» Provided data
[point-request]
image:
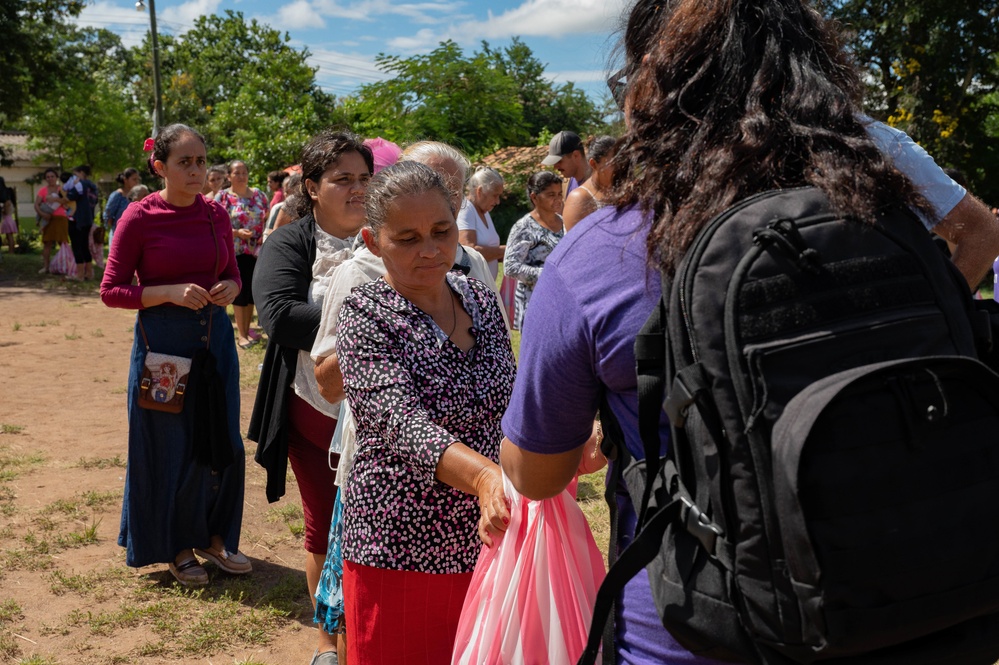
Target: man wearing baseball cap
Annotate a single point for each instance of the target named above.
(567, 155)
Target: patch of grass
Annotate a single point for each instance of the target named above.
(7, 496)
(10, 611)
(95, 499)
(227, 622)
(35, 555)
(101, 462)
(290, 594)
(67, 507)
(153, 649)
(98, 584)
(12, 464)
(87, 536)
(291, 515)
(590, 497)
(9, 648)
(35, 659)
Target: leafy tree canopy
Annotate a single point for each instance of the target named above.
(932, 70)
(479, 102)
(28, 50)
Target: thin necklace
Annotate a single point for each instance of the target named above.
(454, 314)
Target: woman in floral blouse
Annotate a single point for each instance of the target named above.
(247, 208)
(428, 369)
(533, 238)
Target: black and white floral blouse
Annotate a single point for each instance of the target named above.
(413, 393)
(527, 248)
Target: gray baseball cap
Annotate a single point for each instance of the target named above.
(561, 145)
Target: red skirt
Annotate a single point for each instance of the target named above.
(396, 616)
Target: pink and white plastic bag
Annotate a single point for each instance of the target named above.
(531, 596)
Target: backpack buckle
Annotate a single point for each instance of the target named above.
(688, 382)
(700, 525)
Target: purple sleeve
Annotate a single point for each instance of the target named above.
(556, 394)
(117, 289)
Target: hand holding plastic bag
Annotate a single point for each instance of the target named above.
(531, 597)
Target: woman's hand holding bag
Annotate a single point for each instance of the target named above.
(531, 596)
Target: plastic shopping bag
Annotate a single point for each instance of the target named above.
(63, 262)
(531, 596)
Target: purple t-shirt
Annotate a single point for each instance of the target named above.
(592, 299)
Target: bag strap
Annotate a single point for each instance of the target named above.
(650, 364)
(211, 312)
(642, 550)
(614, 449)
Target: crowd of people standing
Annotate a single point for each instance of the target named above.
(389, 381)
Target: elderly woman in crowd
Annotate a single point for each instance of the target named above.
(247, 208)
(427, 366)
(184, 481)
(533, 238)
(290, 419)
(452, 165)
(475, 226)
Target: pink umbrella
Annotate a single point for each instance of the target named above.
(385, 152)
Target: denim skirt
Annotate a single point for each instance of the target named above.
(172, 502)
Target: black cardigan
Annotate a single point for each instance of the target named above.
(281, 282)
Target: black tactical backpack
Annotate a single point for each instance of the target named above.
(831, 491)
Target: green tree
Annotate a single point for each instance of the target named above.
(444, 96)
(242, 84)
(546, 106)
(93, 123)
(28, 50)
(932, 70)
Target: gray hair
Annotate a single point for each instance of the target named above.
(428, 151)
(405, 178)
(485, 178)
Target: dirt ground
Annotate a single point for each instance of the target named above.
(65, 594)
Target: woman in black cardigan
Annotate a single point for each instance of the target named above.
(290, 418)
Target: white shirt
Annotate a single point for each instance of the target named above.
(485, 231)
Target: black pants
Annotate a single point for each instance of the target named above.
(79, 240)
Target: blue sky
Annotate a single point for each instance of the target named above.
(574, 37)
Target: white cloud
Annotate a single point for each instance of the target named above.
(422, 40)
(341, 73)
(299, 14)
(310, 13)
(578, 75)
(550, 18)
(532, 18)
(131, 26)
(187, 13)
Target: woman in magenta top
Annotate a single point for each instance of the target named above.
(247, 208)
(179, 499)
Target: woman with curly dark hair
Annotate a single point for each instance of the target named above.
(722, 100)
(291, 420)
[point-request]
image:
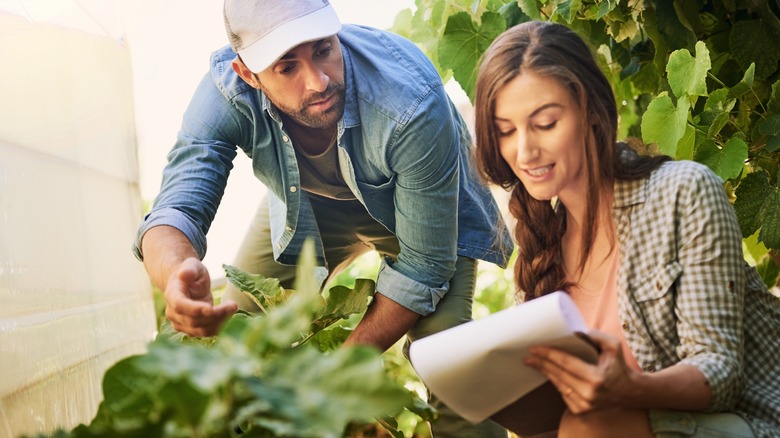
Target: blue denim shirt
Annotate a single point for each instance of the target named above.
(403, 150)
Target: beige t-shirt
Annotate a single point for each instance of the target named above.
(321, 175)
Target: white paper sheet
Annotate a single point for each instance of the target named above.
(477, 368)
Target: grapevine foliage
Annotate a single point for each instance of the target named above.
(282, 372)
(699, 79)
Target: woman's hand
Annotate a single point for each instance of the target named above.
(586, 387)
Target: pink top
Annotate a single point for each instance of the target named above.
(600, 310)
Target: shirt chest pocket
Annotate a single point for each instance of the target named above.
(656, 297)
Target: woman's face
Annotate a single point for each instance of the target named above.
(540, 136)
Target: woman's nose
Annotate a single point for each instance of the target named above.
(525, 149)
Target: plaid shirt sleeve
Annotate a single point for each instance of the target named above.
(682, 274)
(711, 287)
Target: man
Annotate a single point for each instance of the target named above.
(360, 148)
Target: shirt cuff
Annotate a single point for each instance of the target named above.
(173, 218)
(407, 292)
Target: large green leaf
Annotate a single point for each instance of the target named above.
(770, 217)
(264, 292)
(746, 84)
(716, 112)
(755, 41)
(343, 302)
(751, 193)
(664, 123)
(726, 162)
(462, 45)
(687, 75)
(771, 127)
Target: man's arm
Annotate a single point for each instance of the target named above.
(384, 323)
(174, 267)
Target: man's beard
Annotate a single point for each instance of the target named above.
(321, 120)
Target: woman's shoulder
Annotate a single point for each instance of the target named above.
(683, 173)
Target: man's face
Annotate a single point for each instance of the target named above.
(307, 83)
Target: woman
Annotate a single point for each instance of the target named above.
(648, 248)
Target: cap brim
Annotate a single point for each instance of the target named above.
(259, 55)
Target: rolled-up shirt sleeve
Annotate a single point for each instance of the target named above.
(407, 292)
(198, 167)
(425, 158)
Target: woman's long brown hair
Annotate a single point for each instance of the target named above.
(550, 50)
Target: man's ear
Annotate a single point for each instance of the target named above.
(241, 69)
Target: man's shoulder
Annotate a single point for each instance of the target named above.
(389, 72)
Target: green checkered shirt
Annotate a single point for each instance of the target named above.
(687, 295)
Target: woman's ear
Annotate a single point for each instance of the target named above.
(243, 71)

» Exercise objective
Rewrite all of the lines above as a Markdown table with two columns, "No." for the row number and "Text" for the line, and skip any blank lines. Leave the pictures out of the table.

» Answer for this exercise
| No. | Text |
|---|---|
| 1 | [point-request] |
| 2 | image: |
| 3 | Target: man wearing baseball cap |
| 4 | Annotate a single point for each instance of the target named above. |
| 5 | (567, 155) |
| 6 | Target: patch of grass |
| 7 | Annotate a single point for each instance of the target named above. |
| 8 | (7, 496) |
| 9 | (10, 611) |
| 10 | (95, 499) |
| 11 | (227, 622) |
| 12 | (35, 555) |
| 13 | (101, 462) |
| 14 | (290, 594) |
| 15 | (67, 507) |
| 16 | (153, 649) |
| 17 | (98, 584) |
| 18 | (12, 464) |
| 19 | (87, 536) |
| 20 | (291, 515) |
| 21 | (590, 497) |
| 22 | (9, 648) |
| 23 | (35, 659) |
| 24 | Target: leafy tree canopy |
| 25 | Annotate a single point for each instance of the target named above. |
| 26 | (932, 70) |
| 27 | (479, 102) |
| 28 | (28, 50) |
| 29 | Target: thin necklace |
| 30 | Annotate a single point for each instance of the target named above. |
| 31 | (454, 314) |
| 32 | Target: woman in floral blouse |
| 33 | Annotate a single point for each instance of the target named above. |
| 34 | (247, 208) |
| 35 | (428, 369) |
| 36 | (533, 238) |
| 37 | Target: black and white floral blouse |
| 38 | Annotate a single point for each instance of the target named above. |
| 39 | (413, 393) |
| 40 | (527, 248) |
| 41 | Target: gray baseball cap |
| 42 | Annotate a single point for each instance of the target named above. |
| 43 | (561, 145) |
| 44 | Target: red skirt |
| 45 | Annotate a single point for each instance of the target named above. |
| 46 | (396, 616) |
| 47 | Target: pink and white plastic bag |
| 48 | Annotate a single point for each instance of the target named above. |
| 49 | (531, 596) |
| 50 | Target: backpack buckle |
| 51 | Annotate a single point for each instance of the target named above. |
| 52 | (688, 382) |
| 53 | (700, 525) |
| 54 | Target: purple sleeve |
| 55 | Annotate a single point for each instance of the target named above. |
| 56 | (556, 394) |
| 57 | (117, 289) |
| 58 | Target: hand holding plastic bag |
| 59 | Annotate a single point for each instance of the target named above. |
| 60 | (531, 597) |
| 61 | Target: woman's hand holding bag |
| 62 | Annotate a single point for each instance of the target named above. |
| 63 | (531, 596) |
| 64 | Target: plastic shopping bag |
| 65 | Annotate a single point for each instance of the target named above. |
| 66 | (63, 262) |
| 67 | (531, 596) |
| 68 | Target: purple t-shirt |
| 69 | Annotate a single point for each instance of the target named above. |
| 70 | (592, 299) |
| 71 | Target: bag strap |
| 72 | Annotate a single point for each instance of the target named above. |
| 73 | (650, 364) |
| 74 | (211, 312) |
| 75 | (642, 550) |
| 76 | (614, 449) |
| 77 | Target: crowd of people standing |
| 78 | Annotate a single point for each instance of the target named above. |
| 79 | (389, 381) |
| 80 | Target: elderly woman in crowd |
| 81 | Annotate a single point for each instance of the target named above. |
| 82 | (247, 208) |
| 83 | (427, 366) |
| 84 | (184, 481) |
| 85 | (533, 238) |
| 86 | (290, 419) |
| 87 | (452, 165) |
| 88 | (475, 226) |
| 89 | Target: pink umbrella |
| 90 | Annotate a single point for each instance of the target named above. |
| 91 | (385, 152) |
| 92 | Target: denim skirt |
| 93 | Annotate a single point for each instance of the target named above. |
| 94 | (172, 502) |
| 95 | Target: black cardigan |
| 96 | Annotate a single point for each instance of the target named above. |
| 97 | (281, 282) |
| 98 | Target: black tactical backpack |
| 99 | Annotate a single point for each instance of the target named above. |
| 100 | (831, 491) |
| 101 | Target: green tree |
| 102 | Annotate a single point for each instance of the target named above. |
| 103 | (444, 96) |
| 104 | (242, 84) |
| 105 | (546, 106) |
| 106 | (93, 123) |
| 107 | (28, 50) |
| 108 | (932, 70) |
| 109 | Target: gray hair |
| 110 | Annotate a single point for each instance of the target named above. |
| 111 | (428, 151) |
| 112 | (405, 178) |
| 113 | (485, 178) |
| 114 | Target: dirt ground |
| 115 | Annotate a single point for each instance of the target named above. |
| 116 | (65, 594) |
| 117 | Target: woman in black cardigan |
| 118 | Annotate a single point for each instance of the target named above. |
| 119 | (290, 418) |
| 120 | Target: white shirt |
| 121 | Annotate a single point for each instance of the target named above. |
| 122 | (485, 231) |
| 123 | Target: black pants |
| 124 | Annotate a single point for each instance of the target named above. |
| 125 | (79, 240) |
| 126 | Target: blue sky |
| 127 | Annotate a single point for each instance of the target named above. |
| 128 | (574, 37) |
| 129 | Target: white cloud |
| 130 | Annotate a single point for each instance of the target named above. |
| 131 | (422, 40) |
| 132 | (341, 73) |
| 133 | (299, 14) |
| 134 | (310, 13) |
| 135 | (578, 75) |
| 136 | (550, 18) |
| 137 | (532, 18) |
| 138 | (131, 26) |
| 139 | (187, 13) |
| 140 | Target: woman in magenta top |
| 141 | Annotate a single point for each instance of the target named above. |
| 142 | (247, 208) |
| 143 | (179, 499) |
| 144 | Target: woman with curly dark hair |
| 145 | Annotate a single point for each instance of the target named above. |
| 146 | (722, 100) |
| 147 | (291, 420) |
| 148 | [point-request] |
| 149 | image: |
| 150 | Target: blue denim shirt |
| 151 | Annotate a single point for each instance of the target named above. |
| 152 | (403, 150) |
| 153 | Target: beige t-shirt |
| 154 | Annotate a single point for each instance of the target named above. |
| 155 | (321, 175) |
| 156 | Target: white paper sheet |
| 157 | Annotate a single point for each instance of the target named above. |
| 158 | (477, 368) |
| 159 | Target: grapevine foliage |
| 160 | Annotate a single point for each instance of the target named above. |
| 161 | (282, 372) |
| 162 | (699, 79) |
| 163 | Target: woman's hand |
| 164 | Annotate a single point for each instance of the target named above. |
| 165 | (586, 387) |
| 166 | Target: pink top |
| 167 | Annotate a single point for each instance of the target named above. |
| 168 | (600, 310) |
| 169 | Target: shirt chest pocket |
| 170 | Annotate a single point for each instance of the target named above. |
| 171 | (656, 297) |
| 172 | Target: woman's face |
| 173 | Annotate a single point for each instance of the target named above. |
| 174 | (540, 136) |
| 175 | Target: woman's nose |
| 176 | Annotate a single point for each instance of the target named above. |
| 177 | (525, 149) |
| 178 | Target: plaid shirt sleeve |
| 179 | Annotate a single point for each instance of the target named above. |
| 180 | (682, 274) |
| 181 | (711, 287) |
| 182 | Target: man |
| 183 | Annotate a single point for each instance of the target named above. |
| 184 | (360, 148) |
| 185 | Target: shirt cuff |
| 186 | Annotate a single point for each instance of the target named above. |
| 187 | (173, 218) |
| 188 | (407, 292) |
| 189 | Target: large green leaf |
| 190 | Annotate a single point for each instance of the target named above. |
| 191 | (770, 217) |
| 192 | (264, 292) |
| 193 | (746, 84) |
| 194 | (716, 112) |
| 195 | (755, 41) |
| 196 | (343, 302) |
| 197 | (751, 193) |
| 198 | (664, 123) |
| 199 | (726, 162) |
| 200 | (462, 45) |
| 201 | (687, 75) |
| 202 | (771, 127) |
| 203 | Target: man's arm |
| 204 | Annotate a single point for each instance of the target named above. |
| 205 | (384, 323) |
| 206 | (174, 267) |
| 207 | Target: man's beard |
| 208 | Annotate a single point for each instance of the target named above. |
| 209 | (321, 120) |
| 210 | Target: woman's shoulder |
| 211 | Annotate a single point for each instance of the target named above. |
| 212 | (683, 173) |
| 213 | Target: man's face |
| 214 | Annotate a single point for each instance of the target named above. |
| 215 | (307, 83) |
| 216 | Target: woman |
| 217 | Annotate a single point for each instance of the target named above. |
| 218 | (648, 248) |
| 219 | Target: cap brim |
| 220 | Annotate a single point for each instance of the target named above. |
| 221 | (259, 55) |
| 222 | Target: rolled-up shirt sleeve |
| 223 | Annotate a single point for each instance of the target named above. |
| 224 | (407, 292) |
| 225 | (198, 167) |
| 226 | (425, 158) |
| 227 | Target: woman's long brown hair |
| 228 | Annotate a single point for each instance of the target named above. |
| 229 | (550, 50) |
| 230 | Target: man's ear |
| 231 | Annotate a single point for each instance of the target named above. |
| 232 | (241, 69) |
| 233 | Target: man's shoulder |
| 234 | Annotate a single point for each instance of the target named above. |
| 235 | (389, 72) |
| 236 | Target: green checkered shirt |
| 237 | Annotate a single point for each instance of the target named above. |
| 238 | (687, 295) |
| 239 | Target: woman's ear |
| 240 | Annotate a single point for each instance of the target named above. |
| 241 | (243, 71) |